● EXERCISE INSTRUCTIONS:
Render the part of the records that opens at their start and closes with the line containing "box: [61, 181, 84, 204]" as a numbered list, with blank lines and the picture omitted.

● DATA SHOWN:
Segment Open

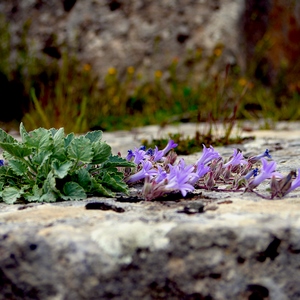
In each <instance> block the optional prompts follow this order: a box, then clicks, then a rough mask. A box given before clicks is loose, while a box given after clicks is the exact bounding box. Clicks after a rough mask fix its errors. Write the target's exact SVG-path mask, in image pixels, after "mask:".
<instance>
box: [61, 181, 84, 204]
mask: <svg viewBox="0 0 300 300" xmlns="http://www.w3.org/2000/svg"><path fill="white" fill-rule="evenodd" d="M63 193H64V195H61V198H62V199H64V200H82V199H85V198H86V197H87V196H86V193H85V191H84V189H83V188H82V187H81V186H80V185H79V184H78V183H76V182H74V181H71V182H67V183H66V184H65V185H64V187H63Z"/></svg>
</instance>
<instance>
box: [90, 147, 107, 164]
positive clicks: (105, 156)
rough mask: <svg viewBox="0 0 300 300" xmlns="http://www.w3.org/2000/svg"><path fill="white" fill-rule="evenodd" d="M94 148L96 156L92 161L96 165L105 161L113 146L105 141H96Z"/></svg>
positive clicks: (94, 157)
mask: <svg viewBox="0 0 300 300" xmlns="http://www.w3.org/2000/svg"><path fill="white" fill-rule="evenodd" d="M93 150H94V157H93V160H92V162H91V163H92V164H95V165H97V164H101V163H103V162H105V161H106V160H107V159H108V158H109V157H110V155H111V147H110V146H109V145H108V144H106V143H104V142H98V143H94V144H93Z"/></svg>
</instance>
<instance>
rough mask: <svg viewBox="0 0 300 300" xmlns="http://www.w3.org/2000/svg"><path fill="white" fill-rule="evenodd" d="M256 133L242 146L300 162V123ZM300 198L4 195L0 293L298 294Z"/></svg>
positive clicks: (260, 187)
mask: <svg viewBox="0 0 300 300" xmlns="http://www.w3.org/2000/svg"><path fill="white" fill-rule="evenodd" d="M257 126H258V124H257ZM180 128H181V130H182V131H184V132H186V133H189V134H191V130H192V125H191V124H187V125H182V126H181V127H180ZM194 128H195V127H194ZM253 129H255V128H253ZM156 130H157V127H156V128H154V127H148V128H145V129H144V130H142V129H140V134H142V133H143V131H144V134H147V135H148V136H149V135H150V134H153V135H155V134H157V132H156ZM169 130H171V128H169ZM173 130H175V129H174V128H173ZM177 130H178V128H177ZM243 134H244V133H243ZM248 134H249V133H248ZM250 134H255V135H256V136H257V139H256V140H254V141H251V142H249V143H246V144H244V145H242V146H239V147H240V148H241V149H242V150H243V151H244V153H245V155H246V154H251V153H257V152H260V151H263V150H264V149H265V148H269V149H270V150H271V153H272V155H273V158H274V160H275V161H276V162H277V163H278V170H279V171H280V172H288V171H289V170H290V169H291V168H299V167H300V163H299V154H300V148H299V145H300V141H299V134H300V131H299V123H298V124H296V123H294V124H289V123H285V124H283V123H281V124H278V126H277V129H276V131H257V130H254V131H253V132H252V133H250ZM126 135H127V136H128V140H127V142H129V141H130V140H131V141H133V143H134V136H133V135H132V134H130V133H126ZM106 137H107V140H108V139H110V138H111V139H113V136H106ZM117 140H119V138H117V137H116V136H115V141H117ZM135 143H136V145H138V141H137V140H136V142H135ZM120 144H124V145H123V146H121V145H119V147H121V148H122V147H125V146H126V145H125V144H126V141H125V140H120ZM117 146H118V145H117V144H116V145H115V147H116V148H117ZM232 147H233V146H229V147H220V148H217V149H218V150H219V151H220V153H221V154H222V155H224V156H229V155H230V154H231V153H232ZM116 148H114V149H115V150H116ZM115 150H114V151H115ZM198 156H199V154H195V155H192V156H187V157H185V158H186V160H187V161H189V162H192V161H195V159H196V157H198ZM137 189H138V187H136V188H132V190H131V193H132V194H135V193H136V191H137ZM265 189H266V186H261V187H260V192H261V193H266V191H265ZM299 199H300V191H295V192H293V193H291V194H290V195H289V196H288V197H286V198H285V199H284V200H273V201H270V200H263V199H261V198H259V197H258V196H256V195H254V194H252V193H246V194H241V193H225V192H209V191H198V192H197V193H195V195H194V197H193V198H191V199H180V200H178V201H167V202H143V201H141V202H128V201H129V199H127V200H126V199H124V198H116V199H106V198H90V199H86V200H84V201H78V202H61V203H55V204H29V205H13V206H9V205H4V204H0V225H1V226H0V241H1V242H0V299H46V300H48V299H51V300H52V299H220V300H223V299H272V300H274V299H275V300H285V299H287V300H288V299H299V297H300V279H299V276H298V273H299V268H300V256H299V255H300V243H299V240H300V221H299V220H300V210H299V206H300V200H299ZM126 201H127V202H126ZM86 206H87V208H89V209H86ZM184 207H186V209H184ZM189 207H190V209H188V208H189ZM183 211H189V212H190V213H192V214H186V213H183Z"/></svg>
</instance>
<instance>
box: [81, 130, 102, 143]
mask: <svg viewBox="0 0 300 300" xmlns="http://www.w3.org/2000/svg"><path fill="white" fill-rule="evenodd" d="M85 137H86V138H87V139H89V140H90V141H91V142H92V143H95V142H100V141H101V139H102V131H101V130H95V131H90V132H88V133H87V134H86V135H85Z"/></svg>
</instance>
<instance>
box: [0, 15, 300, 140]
mask: <svg viewBox="0 0 300 300" xmlns="http://www.w3.org/2000/svg"><path fill="white" fill-rule="evenodd" d="M29 28H30V22H26V23H24V28H23V36H22V39H21V42H20V45H19V46H18V52H17V58H16V60H15V61H14V63H9V56H10V52H11V49H10V39H11V37H10V35H9V31H8V24H7V23H6V22H5V20H4V18H0V55H1V61H0V72H1V73H2V74H4V75H5V76H6V78H7V79H8V80H9V81H11V80H18V81H20V82H22V84H23V87H24V91H23V93H24V95H25V96H27V97H28V98H29V99H30V105H29V107H28V109H27V111H26V113H25V114H24V117H23V120H22V121H23V122H24V124H25V126H26V127H27V128H28V129H29V130H33V129H35V128H38V127H45V128H51V127H55V128H59V127H64V128H65V131H66V132H86V131H88V130H91V129H102V130H108V131H111V130H120V129H131V128H132V127H138V126H144V125H150V124H160V125H162V126H164V125H166V124H169V123H172V122H181V121H184V122H202V121H204V122H208V123H209V124H211V126H213V124H214V123H215V122H221V123H223V124H224V126H225V129H226V130H225V135H224V140H223V141H222V142H221V143H228V142H230V138H231V131H232V128H233V126H234V125H235V123H236V121H237V120H238V119H251V120H254V121H255V120H257V119H261V118H263V119H265V120H270V121H268V122H266V127H268V126H270V124H272V122H276V121H278V120H299V119H300V109H299V108H298V107H299V105H298V103H299V100H300V95H299V93H297V91H294V92H287V93H282V89H278V88H273V89H272V88H266V87H264V86H263V85H262V84H261V83H260V82H259V81H256V80H254V79H253V76H252V74H251V73H249V74H248V75H247V74H246V75H242V74H241V72H240V69H239V67H238V66H234V67H229V66H226V67H225V68H224V70H223V71H221V72H219V73H218V74H215V75H212V74H213V72H212V68H214V67H215V65H216V64H217V63H218V62H219V60H220V59H221V58H222V55H223V54H222V51H223V45H216V47H215V49H214V51H212V53H210V54H203V52H201V51H200V50H196V51H188V52H187V53H186V56H185V57H184V58H182V59H180V60H179V59H174V60H172V61H170V64H169V68H168V69H167V70H164V71H162V70H157V71H156V72H155V73H154V74H149V73H144V74H141V73H138V72H137V71H136V70H135V69H134V67H128V69H127V72H126V74H125V75H123V76H120V74H118V71H119V70H116V69H114V68H110V69H109V70H108V71H107V74H106V75H105V78H104V79H103V80H100V79H99V74H97V72H96V70H94V69H93V66H92V65H89V64H87V63H83V62H80V61H79V60H78V59H77V58H76V56H74V55H72V53H69V52H68V53H67V52H65V53H63V55H62V58H61V59H59V60H57V59H53V58H50V57H48V56H47V55H45V56H44V57H39V58H37V57H34V56H33V55H31V53H29V47H28V40H27V32H28V30H29ZM53 39H54V40H55V37H53ZM259 51H262V50H259ZM198 66H202V70H203V71H202V74H201V76H200V77H201V78H200V79H199V74H198V71H197V70H198V69H199V68H197V67H198ZM252 69H253V70H254V69H255V68H254V67H253V68H250V71H251V70H252ZM184 70H185V71H186V70H189V71H188V72H187V73H186V76H184V77H183V76H181V74H182V73H183V72H184ZM280 84H281V86H283V85H284V80H283V81H282V82H281V83H280ZM99 86H100V87H99ZM279 91H280V92H279ZM201 134H202V133H201ZM214 143H216V141H214Z"/></svg>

Segment Closed

● RESULT FOR THIS TASK:
1. In each <instance> block the optional prompts follow this order: a box, then clicks, then a rough mask. A box given before clicks is loose, while a box given after clicks is the exact bounding box. Clicks after a rough mask fix its errors. Write the target's exact SVG-path mask, in image pixels, after "mask:".
2. <instance>
3. box: [61, 181, 84, 204]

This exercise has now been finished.